What you should do —
The lines from the one containing "result | tab-separated" through the last line below, both ends included, must be reproduced exactly, with no pictures.

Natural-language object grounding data

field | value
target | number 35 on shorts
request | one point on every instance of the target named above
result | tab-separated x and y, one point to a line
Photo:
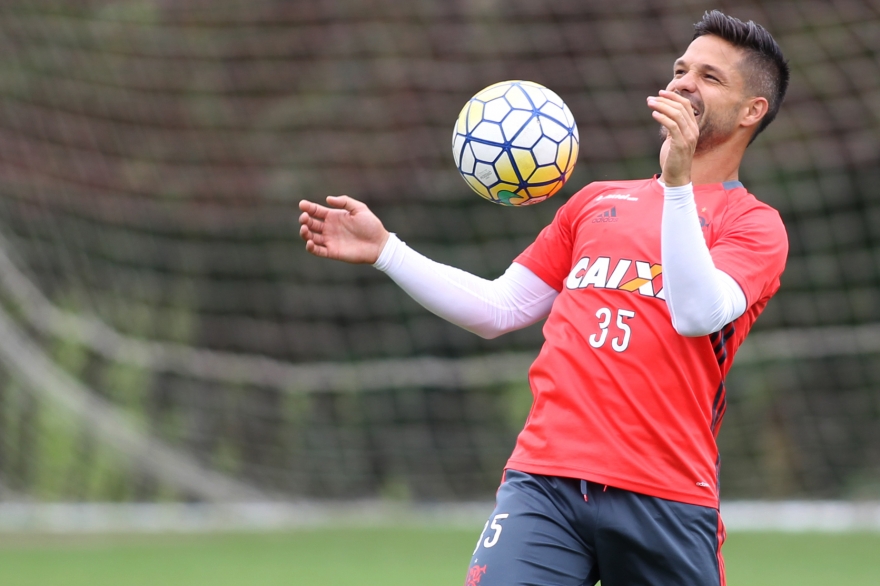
495	524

Final answer —
result | tab-separated x and y, one point to a line
Photo:
495	524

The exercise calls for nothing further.